**EXERCISE DIRECTIONS:** Please reproduce every line of the records below, character for character.

(Records)
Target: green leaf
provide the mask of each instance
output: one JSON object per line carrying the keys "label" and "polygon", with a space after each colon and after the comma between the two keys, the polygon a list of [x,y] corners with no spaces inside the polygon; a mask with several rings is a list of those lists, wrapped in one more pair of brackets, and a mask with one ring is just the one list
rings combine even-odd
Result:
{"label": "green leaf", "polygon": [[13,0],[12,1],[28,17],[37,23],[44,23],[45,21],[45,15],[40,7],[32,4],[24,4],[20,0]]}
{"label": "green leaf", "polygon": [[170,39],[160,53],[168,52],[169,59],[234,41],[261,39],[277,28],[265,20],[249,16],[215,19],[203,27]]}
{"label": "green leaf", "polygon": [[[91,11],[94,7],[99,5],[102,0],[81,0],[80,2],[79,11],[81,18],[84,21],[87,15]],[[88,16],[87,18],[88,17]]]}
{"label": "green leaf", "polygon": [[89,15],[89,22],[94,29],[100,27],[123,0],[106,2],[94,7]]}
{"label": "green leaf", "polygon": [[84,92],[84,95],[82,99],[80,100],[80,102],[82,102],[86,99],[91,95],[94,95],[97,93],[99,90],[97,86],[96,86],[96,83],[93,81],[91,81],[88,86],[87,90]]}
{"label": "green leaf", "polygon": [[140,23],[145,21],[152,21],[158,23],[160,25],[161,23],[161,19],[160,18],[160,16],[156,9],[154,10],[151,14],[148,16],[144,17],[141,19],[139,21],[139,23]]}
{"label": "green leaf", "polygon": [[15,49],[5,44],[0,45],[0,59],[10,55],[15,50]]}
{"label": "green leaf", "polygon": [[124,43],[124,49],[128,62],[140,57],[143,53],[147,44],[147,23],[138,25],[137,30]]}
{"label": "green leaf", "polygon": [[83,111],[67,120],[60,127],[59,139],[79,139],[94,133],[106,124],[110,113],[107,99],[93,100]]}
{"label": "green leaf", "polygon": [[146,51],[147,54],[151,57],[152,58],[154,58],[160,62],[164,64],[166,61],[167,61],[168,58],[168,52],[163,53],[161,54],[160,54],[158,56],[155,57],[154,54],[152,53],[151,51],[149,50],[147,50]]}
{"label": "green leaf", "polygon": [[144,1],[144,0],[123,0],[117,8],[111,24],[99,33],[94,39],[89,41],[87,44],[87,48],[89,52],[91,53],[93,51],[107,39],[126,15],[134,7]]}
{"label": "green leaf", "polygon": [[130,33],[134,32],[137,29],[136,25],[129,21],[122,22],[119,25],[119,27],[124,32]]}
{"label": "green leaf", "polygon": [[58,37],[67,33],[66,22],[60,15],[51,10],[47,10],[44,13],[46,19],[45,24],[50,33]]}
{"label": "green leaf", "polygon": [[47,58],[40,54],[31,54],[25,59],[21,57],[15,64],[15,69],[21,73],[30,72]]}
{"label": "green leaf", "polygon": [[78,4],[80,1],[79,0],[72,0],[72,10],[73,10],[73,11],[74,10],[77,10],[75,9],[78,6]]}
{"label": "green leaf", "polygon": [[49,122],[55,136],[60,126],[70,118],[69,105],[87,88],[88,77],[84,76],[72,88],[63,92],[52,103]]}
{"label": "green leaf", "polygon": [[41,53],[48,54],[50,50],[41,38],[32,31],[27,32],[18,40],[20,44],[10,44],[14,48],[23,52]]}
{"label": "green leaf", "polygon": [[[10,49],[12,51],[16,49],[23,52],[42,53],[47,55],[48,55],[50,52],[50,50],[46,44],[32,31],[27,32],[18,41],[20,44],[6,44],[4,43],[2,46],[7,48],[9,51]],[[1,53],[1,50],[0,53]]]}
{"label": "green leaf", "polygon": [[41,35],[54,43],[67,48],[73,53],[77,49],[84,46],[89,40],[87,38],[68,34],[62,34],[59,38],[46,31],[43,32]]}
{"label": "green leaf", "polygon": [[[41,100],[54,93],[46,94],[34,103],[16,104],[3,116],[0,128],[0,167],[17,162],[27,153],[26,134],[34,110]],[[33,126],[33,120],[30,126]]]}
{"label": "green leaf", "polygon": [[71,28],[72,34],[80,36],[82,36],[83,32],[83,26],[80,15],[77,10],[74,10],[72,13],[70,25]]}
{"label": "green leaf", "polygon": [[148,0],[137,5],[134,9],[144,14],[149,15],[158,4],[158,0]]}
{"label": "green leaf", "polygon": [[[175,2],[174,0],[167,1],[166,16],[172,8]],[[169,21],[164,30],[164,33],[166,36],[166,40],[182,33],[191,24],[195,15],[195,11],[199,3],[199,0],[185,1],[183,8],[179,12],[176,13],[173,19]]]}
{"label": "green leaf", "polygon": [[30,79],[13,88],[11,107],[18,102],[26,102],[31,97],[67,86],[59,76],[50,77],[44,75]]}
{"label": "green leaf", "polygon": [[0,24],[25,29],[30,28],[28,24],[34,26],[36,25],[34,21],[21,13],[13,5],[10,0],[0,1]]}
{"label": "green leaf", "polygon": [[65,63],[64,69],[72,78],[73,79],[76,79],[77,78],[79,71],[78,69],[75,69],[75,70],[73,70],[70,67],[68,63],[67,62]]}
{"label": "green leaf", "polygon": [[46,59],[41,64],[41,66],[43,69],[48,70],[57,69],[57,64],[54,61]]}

**SOLUTION FOR THIS PROBLEM:**
Target: green leaf
provide the mask of each instance
output: one JSON object per line carrying the keys "label" and "polygon", with a space after each colon and after the comma between the two keys, the polygon a list of [x,y] corners with no spaces inside the polygon; a mask with several rings is a list of those lists, wrapped in one more pair of brackets, and a mask with one ring is just the one list
rings combine even-odd
Result:
{"label": "green leaf", "polygon": [[13,0],[12,1],[28,17],[37,23],[44,23],[45,21],[45,15],[40,7],[32,4],[24,4],[20,0]]}
{"label": "green leaf", "polygon": [[170,39],[160,53],[168,52],[169,59],[234,41],[261,39],[277,28],[265,20],[249,16],[215,19],[203,27]]}
{"label": "green leaf", "polygon": [[[91,11],[94,7],[99,5],[102,0],[81,0],[80,2],[79,11],[81,18],[84,21],[87,15]],[[88,16],[87,18],[88,17]]]}
{"label": "green leaf", "polygon": [[89,15],[89,22],[94,29],[100,27],[123,0],[106,2],[94,7]]}
{"label": "green leaf", "polygon": [[84,92],[84,95],[82,99],[80,100],[80,102],[82,102],[86,99],[91,95],[94,95],[97,93],[99,90],[97,86],[96,86],[96,83],[93,81],[91,81],[88,86],[87,90]]}
{"label": "green leaf", "polygon": [[140,23],[145,21],[152,21],[158,23],[160,25],[161,23],[161,19],[160,18],[160,16],[156,9],[154,10],[151,14],[148,16],[144,17],[141,19],[139,21],[139,23]]}
{"label": "green leaf", "polygon": [[15,49],[5,44],[0,45],[0,59],[10,55],[15,50]]}
{"label": "green leaf", "polygon": [[124,43],[124,49],[128,62],[140,57],[143,53],[147,44],[147,23],[138,25],[137,30]]}
{"label": "green leaf", "polygon": [[83,111],[67,120],[60,127],[59,139],[79,139],[94,133],[106,124],[110,113],[107,99],[93,100]]}
{"label": "green leaf", "polygon": [[146,51],[147,54],[151,57],[152,58],[154,58],[160,62],[164,64],[166,61],[167,61],[168,58],[168,52],[163,53],[161,54],[160,54],[158,56],[155,57],[154,54],[152,53],[151,51],[149,50],[147,50]]}
{"label": "green leaf", "polygon": [[144,1],[144,0],[123,0],[117,8],[111,24],[99,33],[94,39],[89,41],[87,44],[87,48],[89,52],[91,53],[93,51],[107,39],[126,15],[134,7]]}
{"label": "green leaf", "polygon": [[130,33],[134,32],[137,29],[136,25],[129,21],[122,22],[119,25],[119,27],[124,32]]}
{"label": "green leaf", "polygon": [[58,37],[67,33],[66,22],[60,15],[51,10],[47,10],[44,13],[46,19],[45,24],[50,33]]}
{"label": "green leaf", "polygon": [[47,58],[40,54],[31,54],[25,59],[21,57],[15,64],[15,69],[21,73],[30,72]]}
{"label": "green leaf", "polygon": [[78,4],[80,1],[79,0],[72,0],[72,10],[73,10],[73,11],[74,10],[77,10],[75,9],[78,6]]}
{"label": "green leaf", "polygon": [[49,122],[55,136],[60,126],[70,118],[69,105],[87,88],[88,77],[84,76],[72,88],[63,92],[52,103]]}
{"label": "green leaf", "polygon": [[41,53],[48,54],[50,50],[41,38],[32,31],[27,32],[18,40],[20,44],[10,44],[14,48],[23,52]]}
{"label": "green leaf", "polygon": [[[10,49],[12,51],[16,49],[23,52],[42,53],[47,55],[48,55],[50,52],[50,50],[46,44],[32,31],[27,32],[18,41],[20,44],[6,44],[4,43],[2,46],[7,48],[9,51]],[[1,53],[1,50],[0,53]]]}
{"label": "green leaf", "polygon": [[41,35],[54,43],[67,48],[73,53],[77,49],[84,46],[89,40],[87,38],[68,34],[62,34],[59,38],[46,31],[43,32]]}
{"label": "green leaf", "polygon": [[[41,100],[54,93],[46,94],[34,103],[16,104],[3,116],[0,128],[0,167],[17,162],[27,153],[26,134],[34,110]],[[33,126],[33,120],[30,126]]]}
{"label": "green leaf", "polygon": [[71,28],[72,34],[80,36],[82,36],[83,32],[83,26],[80,15],[77,10],[74,10],[72,13],[70,25]]}
{"label": "green leaf", "polygon": [[148,0],[137,5],[134,9],[144,14],[149,15],[158,4],[158,0]]}
{"label": "green leaf", "polygon": [[[175,2],[174,0],[167,1],[166,16],[172,8]],[[169,21],[164,30],[164,33],[166,36],[166,40],[182,33],[191,24],[195,15],[195,11],[199,3],[199,0],[185,1],[183,8],[179,12],[176,13],[173,19]]]}
{"label": "green leaf", "polygon": [[30,79],[13,88],[11,107],[18,102],[26,102],[31,97],[67,86],[59,76],[50,77],[44,75]]}
{"label": "green leaf", "polygon": [[0,24],[25,29],[30,28],[28,24],[34,26],[36,25],[34,21],[21,13],[13,5],[10,0],[0,1]]}
{"label": "green leaf", "polygon": [[65,63],[64,69],[72,78],[73,79],[76,79],[77,78],[79,71],[78,69],[75,69],[75,70],[73,70],[70,67],[68,63],[67,62]]}
{"label": "green leaf", "polygon": [[46,59],[41,64],[41,66],[43,69],[48,70],[57,69],[57,64],[54,61]]}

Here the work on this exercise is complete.